# [TEXT PASSAGE]
In doing so, we have encountered a few shortcomings, possible improvements or questions. I will try to summarize them.
Implicit policies
Our most immediate use case is to represent policies for quoting, which is not defined in your document, but a canQuote policy seems like a natural extension of your proposal.
However, we would not immediately support interaction policies for the other kind of interactions, so it would make sense leaving them out, but according to your documentation, leaving a policy out is equivalent to outright denying interactions, which is not what we want to do.
I suppose we could have as:Public in always, but it slightly bloats the messages while kind of implying that we support those policies in any way, and it brings up the issue of changing the policy after the fact (this is expanded on later in another section).
Revocation of previous approvals
One thing people tend to expect, and that we are intent on allowing wrt. quote posts in Mastodon, is revoking approval for an interaction (see Bluesky's functionality to “detach a quote”).

# [REQUIREMENT 1]
Write out the interaction-policy text from "However, we would" to "in another section).".
# [REQUIREMENT 2]
Answer these questions from the interaction-policy text.
(a) What policy name does the writer suggest as a natural extension for quoting?
(b) According to the documentation, what is leaving a policy out equivalent to?
(c) Whose functionality to "detach a quote" is cited as an example of revoking approval?
# [REQUIREMENT 3]
Carry on the interaction-policy text from its last sentence.
You won't need the records that follow the text.

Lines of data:
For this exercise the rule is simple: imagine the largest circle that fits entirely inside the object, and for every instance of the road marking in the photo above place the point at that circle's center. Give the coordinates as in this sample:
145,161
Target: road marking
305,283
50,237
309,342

# [RESPONSE 1]
However, we would not immediately support interaction policies for the other kind of interactions, so it would make sense leaving them out, but according to your documentation, leaving a policy out is equivalent to outright denying interactions, which is not what we want to do.
I suppose we could have as:Public in always, but it slightly bloats the messages while kind of implying that we support those policies in any way, and it brings up the issue of changing the policy after the fact (this is expanded on later in another section).

# [RESPONSE 2]
(a) canQuote
(b) Outright denying interactions
(c) Bluesky's

# [RESPONSE 3]
I suppose it could be done by occasionally re-checking the approvedBy activity or sending and forwarding Reject activities (with no guarantee they would reach everyone who processed the approval in the first place though), but this is not discussed at all in your documentation.
Changing an existing policy for a more restrictive one
Say a post exists without a policy, or with an "always": "https://www.w3.org/ns/activitystreams#Public" policy, and gets some interactions.
Because those interactions are immediately allowed by the always policy, they bypass the approval flow and do not carry an approvedBy attribute.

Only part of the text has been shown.